[Work required] Retype the records below exactly as they appear.

* * * * *

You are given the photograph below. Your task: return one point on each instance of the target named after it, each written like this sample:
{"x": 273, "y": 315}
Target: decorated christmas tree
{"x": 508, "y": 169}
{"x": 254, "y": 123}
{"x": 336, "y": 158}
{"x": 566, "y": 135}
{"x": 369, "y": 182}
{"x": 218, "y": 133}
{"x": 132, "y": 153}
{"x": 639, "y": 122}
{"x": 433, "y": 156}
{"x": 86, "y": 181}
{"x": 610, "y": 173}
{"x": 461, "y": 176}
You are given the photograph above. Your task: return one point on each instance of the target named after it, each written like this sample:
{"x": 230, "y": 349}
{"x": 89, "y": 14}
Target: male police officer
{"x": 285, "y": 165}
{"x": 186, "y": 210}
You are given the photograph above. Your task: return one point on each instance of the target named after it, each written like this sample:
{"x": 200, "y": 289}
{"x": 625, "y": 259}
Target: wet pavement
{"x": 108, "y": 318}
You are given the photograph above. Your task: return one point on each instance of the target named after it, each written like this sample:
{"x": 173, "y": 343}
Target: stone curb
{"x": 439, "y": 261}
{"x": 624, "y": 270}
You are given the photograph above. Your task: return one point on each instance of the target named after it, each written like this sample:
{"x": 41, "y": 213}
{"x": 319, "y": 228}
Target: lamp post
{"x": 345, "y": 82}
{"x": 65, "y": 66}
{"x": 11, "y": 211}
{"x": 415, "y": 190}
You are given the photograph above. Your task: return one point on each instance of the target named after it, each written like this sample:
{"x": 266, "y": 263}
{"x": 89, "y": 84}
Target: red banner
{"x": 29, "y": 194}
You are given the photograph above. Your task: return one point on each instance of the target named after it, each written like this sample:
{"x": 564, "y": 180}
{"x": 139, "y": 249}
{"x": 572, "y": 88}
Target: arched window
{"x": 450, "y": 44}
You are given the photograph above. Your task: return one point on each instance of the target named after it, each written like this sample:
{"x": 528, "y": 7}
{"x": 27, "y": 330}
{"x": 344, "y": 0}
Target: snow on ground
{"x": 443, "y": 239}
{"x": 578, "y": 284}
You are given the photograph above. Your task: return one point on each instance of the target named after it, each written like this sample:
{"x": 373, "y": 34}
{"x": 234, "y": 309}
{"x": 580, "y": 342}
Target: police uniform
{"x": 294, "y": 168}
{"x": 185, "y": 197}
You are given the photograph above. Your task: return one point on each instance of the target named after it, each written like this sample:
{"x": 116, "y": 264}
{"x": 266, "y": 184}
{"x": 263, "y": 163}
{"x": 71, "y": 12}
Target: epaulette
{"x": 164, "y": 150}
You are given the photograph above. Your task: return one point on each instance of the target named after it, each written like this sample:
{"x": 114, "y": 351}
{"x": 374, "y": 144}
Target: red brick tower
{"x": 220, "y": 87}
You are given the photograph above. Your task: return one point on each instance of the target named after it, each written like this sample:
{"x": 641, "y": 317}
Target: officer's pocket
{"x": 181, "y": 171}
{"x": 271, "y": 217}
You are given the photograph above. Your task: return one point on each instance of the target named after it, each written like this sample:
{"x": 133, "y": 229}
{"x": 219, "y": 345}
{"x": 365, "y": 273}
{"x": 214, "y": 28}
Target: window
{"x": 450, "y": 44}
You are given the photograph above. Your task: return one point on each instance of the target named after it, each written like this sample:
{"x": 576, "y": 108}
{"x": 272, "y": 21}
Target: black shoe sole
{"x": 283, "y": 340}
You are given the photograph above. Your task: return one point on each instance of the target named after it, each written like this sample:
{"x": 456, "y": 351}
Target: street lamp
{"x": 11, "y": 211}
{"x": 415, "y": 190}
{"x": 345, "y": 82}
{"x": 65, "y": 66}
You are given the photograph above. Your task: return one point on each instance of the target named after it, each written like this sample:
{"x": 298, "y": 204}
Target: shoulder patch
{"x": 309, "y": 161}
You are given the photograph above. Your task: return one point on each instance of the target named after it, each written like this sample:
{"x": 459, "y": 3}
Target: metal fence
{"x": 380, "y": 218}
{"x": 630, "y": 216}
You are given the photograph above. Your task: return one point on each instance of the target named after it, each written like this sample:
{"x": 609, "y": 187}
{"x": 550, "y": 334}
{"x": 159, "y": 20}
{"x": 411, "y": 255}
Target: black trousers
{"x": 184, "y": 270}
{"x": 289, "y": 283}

* * * * *

[Response to this task]
You are given the photograph below. Your task: return one point on each instance of the target named after it, each written like this sample:
{"x": 273, "y": 315}
Target: decorated christmas tree
{"x": 508, "y": 169}
{"x": 254, "y": 123}
{"x": 336, "y": 158}
{"x": 566, "y": 135}
{"x": 369, "y": 182}
{"x": 218, "y": 133}
{"x": 132, "y": 153}
{"x": 639, "y": 122}
{"x": 433, "y": 156}
{"x": 86, "y": 181}
{"x": 610, "y": 173}
{"x": 461, "y": 176}
You are given the photograph above. Your task: return one point on each instance of the target named after it, each written like this sample:
{"x": 230, "y": 349}
{"x": 89, "y": 14}
Target: male police officer
{"x": 285, "y": 165}
{"x": 186, "y": 210}
You are given the photograph above. Your task: return one point on each instance of the target named after it, each written like this sample:
{"x": 200, "y": 289}
{"x": 625, "y": 259}
Target: wet pavement
{"x": 108, "y": 318}
You are given the photograph above. Your task: return one point on each instance of the target named after it, each written like this sample:
{"x": 173, "y": 343}
Target: stone curb
{"x": 439, "y": 261}
{"x": 624, "y": 270}
You are given the photograph above. Your task: return one point on each instance of the target named after it, each written like this sample:
{"x": 41, "y": 213}
{"x": 319, "y": 228}
Target: lamp post
{"x": 345, "y": 82}
{"x": 65, "y": 66}
{"x": 11, "y": 211}
{"x": 415, "y": 190}
You are given the photograph above. Your task: return one point on each instance of the target named after it, each written like this sample:
{"x": 266, "y": 263}
{"x": 89, "y": 84}
Target: red banner
{"x": 29, "y": 194}
You are given the photograph above. Your task: return one point on each instance of the target named after it, each written like this sample:
{"x": 564, "y": 180}
{"x": 139, "y": 249}
{"x": 572, "y": 88}
Target: arched window
{"x": 450, "y": 44}
You are given the photograph above. Your task: return one point on each instance of the target named after it, each written like this sample:
{"x": 528, "y": 7}
{"x": 27, "y": 330}
{"x": 344, "y": 0}
Target: snow on ground
{"x": 443, "y": 239}
{"x": 578, "y": 284}
You are given the photograph above. Your task: return one point on each instance of the target named after it, each written like this sample:
{"x": 373, "y": 34}
{"x": 234, "y": 309}
{"x": 580, "y": 342}
Target: police uniform
{"x": 294, "y": 168}
{"x": 185, "y": 197}
You are given the photograph above. Your task: return one point on each instance of the target named after it, each written like this sample:
{"x": 116, "y": 264}
{"x": 266, "y": 184}
{"x": 263, "y": 163}
{"x": 71, "y": 12}
Target: epaulette
{"x": 164, "y": 150}
You are given the photograph above. Your task: return one point on each instance of the target named after it, each written like this sample:
{"x": 114, "y": 351}
{"x": 374, "y": 144}
Target: red brick tower
{"x": 220, "y": 87}
You are given the photograph above. Your task: return one point on each instance of the target named after it, each written like this sample:
{"x": 641, "y": 317}
Target: officer's pocket
{"x": 181, "y": 171}
{"x": 271, "y": 217}
You are given the photograph above. Your task: return one point on each instance of the target named after it, each written like this sample:
{"x": 133, "y": 229}
{"x": 219, "y": 345}
{"x": 365, "y": 273}
{"x": 214, "y": 28}
Target: window
{"x": 450, "y": 44}
You are given the photograph above. Your task: return one point on each instance of the target named after it, each written like this sample:
{"x": 576, "y": 108}
{"x": 272, "y": 21}
Target: black shoe sole
{"x": 283, "y": 340}
You are given the photograph above. Your task: return one point on each instance of the target named after it, each written like this sample:
{"x": 456, "y": 351}
Target: street lamp
{"x": 11, "y": 211}
{"x": 415, "y": 190}
{"x": 345, "y": 82}
{"x": 65, "y": 66}
You are given the photograph above. Your task: return one point on each instance of the target named after it, each written like this sample:
{"x": 298, "y": 204}
Target: shoulder patch
{"x": 309, "y": 161}
You are given the photograph above. Your task: return one point on each instance of the target named after it, each written like this sample:
{"x": 459, "y": 3}
Target: metal fence
{"x": 380, "y": 218}
{"x": 630, "y": 216}
You are given the photograph above. Your task: return one point on each instance of the target named after it, each written like this sample:
{"x": 609, "y": 187}
{"x": 550, "y": 334}
{"x": 159, "y": 20}
{"x": 411, "y": 255}
Target: black trousers
{"x": 184, "y": 270}
{"x": 289, "y": 283}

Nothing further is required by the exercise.